▸ Textabschnitt
#####
Abfindung bei Betriebsschließung - die Rolle der Gewerkschaften und Betriebsräte
Wer eine Kündigung erhält, kann unter bestimmten Voraussetzungen eine Abfindung erhalten. Verhandlungen über eine Abfindung - teilweise sogar für die gesamte Belegschaft - stehen aber auch dann im Raum, wenn Betriebsschließungen geplant sind oder zumindest Teile eines Betriebs an andere Standorte verlagert oder aufgegeben werden. Betriebsrat und Gewerkschaften können Arbeitnehmer in Sachen Abfindung jedoch unterstützen.
Betriebsänderungen – Grundlagen im BetrVG
Das Betriebsverfassungsgesetz sieht im § 111 BetrVG vor, dass bei Betrieben mit mehr als 20 wahlberechtigten Arbeitnehmern ein bestehender Betriebsrat von Betriebsänderungen rechtzeitig in Kenntnis gesetzt werden muss. Dem Betriebsrat steht ein Mitbestimmungsrecht darüber zu, wie die geplanten Betriebsänderungen ablaufen können. Sind mehr als 300 Arbeitnehmer im Betrieb beschäftigt, kann der Betriebsrat einen fachlich versierten Berater hinzuziehen.
Einer der Hauptgründe für eine Betriebsänderung ist die Stilllegung oder Einschränkung des gesamten Betriebs oder von großen Betriebsteilen. Ein solches Vorhaben bringt mit sich, dass ein Sozialplan erstellt werden muss. Wie ein Interessenausgleich und Sozialplan gehandhabt werden, ist unter § 112 BetrVG festgelegt. Verhandlungspartner für den Interessenausgleich sind das Unternehmen und der Betriebsrat. Der daraus resultierende Sozialplan berücksichtigt die wirtschaftlichen Nachteile, welche für die unterschiedlichen Arbeitnehmer entstehen.
Auch Betriebsräte sind im Rahmen einer Betriebsstilllegung kündbar, falls sie nicht in einem anderen Betrieb des Unternehmens weiter tätig sein können. Eine Kündigung kann jedoch nur zu dem Zeitpunkt ausgesprochen werden, an dem die tatsächliche Betriebsschließung stattfindet. Bis dahin muss das Unternehmen sicherstellen, dass die Arbeit des Betriebsrats störungsfrei weitergeht. Der Betriebsrat ist zu den einzelnen Kündigungen anzuhören.
Sozialplan – Abfindung bei Betriebsschließung
Arbeiten Betriebsrat und Gewerkschaft zusammen, können sie bereits im Vorfeld einer Betriebsschließung im Sinne der Arbeitnehmer agieren. Es besteht die Möglichkeit, Betriebsvereinbarungen zu treffen, die im Fall einer finalen Betriebsänderung die Folgen für die Arbeitnehmer abfedern. Oft zeichnet sich die betriebliche Zukunft lange vor der Schließung durch Kurzarbeit ab. Erste Gedanken, wie ein notwendig werdender Sozialplan aussehen kann, können Gewerkschaft und Betriebsrat bereits jetzt schriftlich niederlegen. Die Schriftlichkeit ist wichtig, mündliche Vereinbarungen halten im Ernstfall einer gerichtlichen Überprüfung nicht stand.
#####
▸ Vorliegende Zeilen

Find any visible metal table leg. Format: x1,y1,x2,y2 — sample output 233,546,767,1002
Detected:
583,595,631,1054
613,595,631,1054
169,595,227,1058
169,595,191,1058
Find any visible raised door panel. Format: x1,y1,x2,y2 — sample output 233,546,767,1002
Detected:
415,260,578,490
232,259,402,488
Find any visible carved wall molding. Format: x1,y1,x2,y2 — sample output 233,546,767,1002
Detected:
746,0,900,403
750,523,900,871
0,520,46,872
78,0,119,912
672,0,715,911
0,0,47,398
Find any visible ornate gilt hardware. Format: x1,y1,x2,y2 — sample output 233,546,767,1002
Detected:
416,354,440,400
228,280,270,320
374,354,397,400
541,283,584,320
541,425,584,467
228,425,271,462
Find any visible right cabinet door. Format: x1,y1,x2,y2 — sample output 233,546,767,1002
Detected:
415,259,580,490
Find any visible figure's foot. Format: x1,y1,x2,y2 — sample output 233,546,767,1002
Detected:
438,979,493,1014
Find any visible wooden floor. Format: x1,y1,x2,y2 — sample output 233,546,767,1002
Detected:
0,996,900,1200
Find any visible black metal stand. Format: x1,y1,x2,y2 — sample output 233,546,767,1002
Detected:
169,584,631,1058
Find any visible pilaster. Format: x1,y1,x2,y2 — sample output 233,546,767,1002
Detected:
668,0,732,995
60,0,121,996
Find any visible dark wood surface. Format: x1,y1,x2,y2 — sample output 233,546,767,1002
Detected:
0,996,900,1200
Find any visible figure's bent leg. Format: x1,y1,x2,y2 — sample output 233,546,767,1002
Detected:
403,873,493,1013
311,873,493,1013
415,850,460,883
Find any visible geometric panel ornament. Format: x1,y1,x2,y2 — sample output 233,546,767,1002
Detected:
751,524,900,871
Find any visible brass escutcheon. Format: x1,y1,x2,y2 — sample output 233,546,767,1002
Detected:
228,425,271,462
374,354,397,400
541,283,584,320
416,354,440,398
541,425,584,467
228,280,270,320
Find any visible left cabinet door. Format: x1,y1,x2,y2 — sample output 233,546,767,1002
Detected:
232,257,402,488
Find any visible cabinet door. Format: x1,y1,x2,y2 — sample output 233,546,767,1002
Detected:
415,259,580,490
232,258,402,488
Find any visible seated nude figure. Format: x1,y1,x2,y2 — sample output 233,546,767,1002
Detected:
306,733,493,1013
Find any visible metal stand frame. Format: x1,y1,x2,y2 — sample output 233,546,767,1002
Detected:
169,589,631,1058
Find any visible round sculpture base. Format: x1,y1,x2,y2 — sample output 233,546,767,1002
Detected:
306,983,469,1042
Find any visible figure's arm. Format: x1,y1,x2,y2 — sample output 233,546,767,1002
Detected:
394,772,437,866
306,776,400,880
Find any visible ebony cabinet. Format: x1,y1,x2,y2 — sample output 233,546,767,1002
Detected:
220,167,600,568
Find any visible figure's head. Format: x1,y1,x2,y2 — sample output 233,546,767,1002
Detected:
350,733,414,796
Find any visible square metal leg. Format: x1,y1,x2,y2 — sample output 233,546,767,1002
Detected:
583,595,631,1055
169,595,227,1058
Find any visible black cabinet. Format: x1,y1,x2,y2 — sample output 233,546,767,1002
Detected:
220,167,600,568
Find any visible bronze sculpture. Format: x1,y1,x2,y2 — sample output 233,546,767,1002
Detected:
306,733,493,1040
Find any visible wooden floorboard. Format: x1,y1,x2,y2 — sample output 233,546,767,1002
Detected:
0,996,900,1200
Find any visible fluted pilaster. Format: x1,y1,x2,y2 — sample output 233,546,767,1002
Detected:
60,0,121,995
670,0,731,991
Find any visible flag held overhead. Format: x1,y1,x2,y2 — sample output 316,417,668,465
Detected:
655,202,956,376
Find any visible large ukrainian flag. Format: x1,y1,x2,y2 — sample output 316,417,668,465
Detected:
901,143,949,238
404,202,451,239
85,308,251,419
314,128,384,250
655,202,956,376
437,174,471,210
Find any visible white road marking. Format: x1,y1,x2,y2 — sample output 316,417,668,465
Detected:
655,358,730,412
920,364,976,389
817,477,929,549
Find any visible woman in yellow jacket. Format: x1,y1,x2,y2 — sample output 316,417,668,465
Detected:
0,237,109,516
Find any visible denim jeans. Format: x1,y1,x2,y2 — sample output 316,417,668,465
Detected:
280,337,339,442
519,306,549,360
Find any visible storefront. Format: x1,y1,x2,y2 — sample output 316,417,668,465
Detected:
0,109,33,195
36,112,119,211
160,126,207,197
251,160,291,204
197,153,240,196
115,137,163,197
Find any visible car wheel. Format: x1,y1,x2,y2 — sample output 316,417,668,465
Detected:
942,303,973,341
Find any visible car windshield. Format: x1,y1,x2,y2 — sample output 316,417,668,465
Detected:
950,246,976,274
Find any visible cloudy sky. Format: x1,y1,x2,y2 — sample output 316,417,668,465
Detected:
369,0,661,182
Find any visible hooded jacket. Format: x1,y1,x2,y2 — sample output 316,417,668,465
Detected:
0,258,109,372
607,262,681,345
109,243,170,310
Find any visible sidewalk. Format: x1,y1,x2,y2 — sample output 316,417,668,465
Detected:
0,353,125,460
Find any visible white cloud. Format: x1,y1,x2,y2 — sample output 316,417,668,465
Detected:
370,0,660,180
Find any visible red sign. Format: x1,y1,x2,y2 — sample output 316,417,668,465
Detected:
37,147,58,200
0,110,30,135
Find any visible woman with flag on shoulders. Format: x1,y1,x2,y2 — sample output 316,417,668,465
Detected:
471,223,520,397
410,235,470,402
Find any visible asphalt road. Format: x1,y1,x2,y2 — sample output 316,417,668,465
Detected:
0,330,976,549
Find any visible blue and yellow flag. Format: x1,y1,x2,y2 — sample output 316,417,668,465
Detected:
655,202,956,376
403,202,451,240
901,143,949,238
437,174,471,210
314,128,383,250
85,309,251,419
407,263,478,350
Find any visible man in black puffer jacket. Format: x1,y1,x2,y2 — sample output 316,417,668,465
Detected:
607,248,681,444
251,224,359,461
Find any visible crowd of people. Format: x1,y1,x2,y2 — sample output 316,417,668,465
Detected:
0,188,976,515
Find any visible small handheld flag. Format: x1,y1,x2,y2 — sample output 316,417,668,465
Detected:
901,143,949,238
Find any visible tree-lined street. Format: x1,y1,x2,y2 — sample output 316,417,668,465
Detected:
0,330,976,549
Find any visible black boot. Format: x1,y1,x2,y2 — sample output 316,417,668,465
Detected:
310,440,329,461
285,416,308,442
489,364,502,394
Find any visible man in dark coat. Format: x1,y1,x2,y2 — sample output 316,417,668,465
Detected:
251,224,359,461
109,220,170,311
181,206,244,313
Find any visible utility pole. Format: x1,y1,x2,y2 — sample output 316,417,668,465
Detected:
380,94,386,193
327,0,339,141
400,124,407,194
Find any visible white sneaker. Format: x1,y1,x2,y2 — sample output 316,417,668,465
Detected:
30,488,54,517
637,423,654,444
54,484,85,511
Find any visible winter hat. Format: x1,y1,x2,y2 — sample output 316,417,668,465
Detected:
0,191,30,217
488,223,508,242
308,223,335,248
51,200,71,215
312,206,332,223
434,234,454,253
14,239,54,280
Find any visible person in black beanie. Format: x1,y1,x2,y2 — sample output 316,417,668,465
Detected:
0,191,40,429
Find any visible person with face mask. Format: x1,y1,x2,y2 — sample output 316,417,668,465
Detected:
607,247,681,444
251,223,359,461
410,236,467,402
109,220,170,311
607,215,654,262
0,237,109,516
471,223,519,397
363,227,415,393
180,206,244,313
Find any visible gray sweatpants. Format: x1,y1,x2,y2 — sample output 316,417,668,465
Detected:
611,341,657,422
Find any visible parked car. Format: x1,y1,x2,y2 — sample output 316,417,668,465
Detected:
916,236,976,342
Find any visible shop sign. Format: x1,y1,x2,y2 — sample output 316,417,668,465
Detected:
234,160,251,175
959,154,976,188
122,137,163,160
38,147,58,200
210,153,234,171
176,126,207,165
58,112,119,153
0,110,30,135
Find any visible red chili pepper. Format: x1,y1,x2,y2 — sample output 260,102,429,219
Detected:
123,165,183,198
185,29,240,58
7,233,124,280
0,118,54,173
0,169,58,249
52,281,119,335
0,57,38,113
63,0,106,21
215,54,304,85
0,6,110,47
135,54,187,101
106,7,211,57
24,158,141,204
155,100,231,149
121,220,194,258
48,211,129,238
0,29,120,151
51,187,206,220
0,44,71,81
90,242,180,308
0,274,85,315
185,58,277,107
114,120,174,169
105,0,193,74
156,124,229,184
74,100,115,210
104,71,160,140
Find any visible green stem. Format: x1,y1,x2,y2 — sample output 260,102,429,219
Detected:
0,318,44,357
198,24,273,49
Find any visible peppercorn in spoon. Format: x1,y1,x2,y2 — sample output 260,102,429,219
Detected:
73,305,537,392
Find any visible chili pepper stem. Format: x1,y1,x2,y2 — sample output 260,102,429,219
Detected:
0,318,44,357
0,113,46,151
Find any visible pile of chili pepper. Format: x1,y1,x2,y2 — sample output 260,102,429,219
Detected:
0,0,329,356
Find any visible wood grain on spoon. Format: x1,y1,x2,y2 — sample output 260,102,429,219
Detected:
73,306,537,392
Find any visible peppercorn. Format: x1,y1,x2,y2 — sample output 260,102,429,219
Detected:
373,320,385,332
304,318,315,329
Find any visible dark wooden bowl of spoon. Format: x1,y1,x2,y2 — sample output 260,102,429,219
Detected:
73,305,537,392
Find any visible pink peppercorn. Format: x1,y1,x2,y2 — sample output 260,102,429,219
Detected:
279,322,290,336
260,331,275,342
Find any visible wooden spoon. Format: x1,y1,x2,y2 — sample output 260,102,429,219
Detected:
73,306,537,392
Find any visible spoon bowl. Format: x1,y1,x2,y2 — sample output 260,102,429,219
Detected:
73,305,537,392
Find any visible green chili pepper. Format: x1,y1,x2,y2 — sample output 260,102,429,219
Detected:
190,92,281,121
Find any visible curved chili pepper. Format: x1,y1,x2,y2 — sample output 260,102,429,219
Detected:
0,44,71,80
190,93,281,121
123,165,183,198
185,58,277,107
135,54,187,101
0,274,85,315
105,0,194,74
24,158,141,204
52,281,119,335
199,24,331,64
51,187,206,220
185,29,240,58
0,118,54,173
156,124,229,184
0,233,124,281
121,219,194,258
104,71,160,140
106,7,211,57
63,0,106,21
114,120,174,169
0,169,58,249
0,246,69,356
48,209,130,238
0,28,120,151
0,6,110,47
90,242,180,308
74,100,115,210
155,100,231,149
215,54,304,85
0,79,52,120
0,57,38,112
#####
▸ Kurze Übung A
Schreib aus dem Text zur Abfindung bei Betriebsschließung die Stelle wortgetreu ab, beginnend bei "Betriebsänderungen – Grundlagen" und endend bei "versierten Berater hinzuziehen.".
▸ Kurze Übung B
Beantworte diese Fragen zum Text zur Abfindung bei Betriebsschließung:
(i) Wie viele Arbeitnehmer müssen im Betrieb beschäftigt sein, damit der Betriebsrat einen fachlich versierten Berater hinzuziehen kann?
(ii) In welchem Paragrafen ist festgelegt, wie ein Interessenausgleich und Sozialplan gehandhabt werden?
(iii) Warum sollen Gewerkschaft und Betriebsrat ihre Gedanken zum Sozialplan schriftlich niederlegen?

▸ Lösung der Übung A
Betriebsänderungen – Grundlagen im BetrVG
Das Betriebsverfassungsgesetz sieht im § 111 BetrVG vor, dass bei Betrieben mit mehr als 20 wahlberechtigten Arbeitnehmern ein bestehender Betriebsrat von Betriebsänderungen rechtzeitig in Kenntnis gesetzt werden muss. Dem Betriebsrat steht ein Mitbestimmungsrecht darüber zu, wie die geplanten Betriebsänderungen ablaufen können. Sind mehr als 300 Arbeitnehmer im Betrieb beschäftigt, kann der Betriebsrat einen fachlich versierten Berater hinzuziehen.

▸ Lösung der Übung B
(i) Mehr als 300 Arbeitnehmer.
(ii) In § 112 BetrVG.
(iii) Weil mündliche Vereinbarungen im Ernstfall einer gerichtlichen Überprüfung nicht standhalten.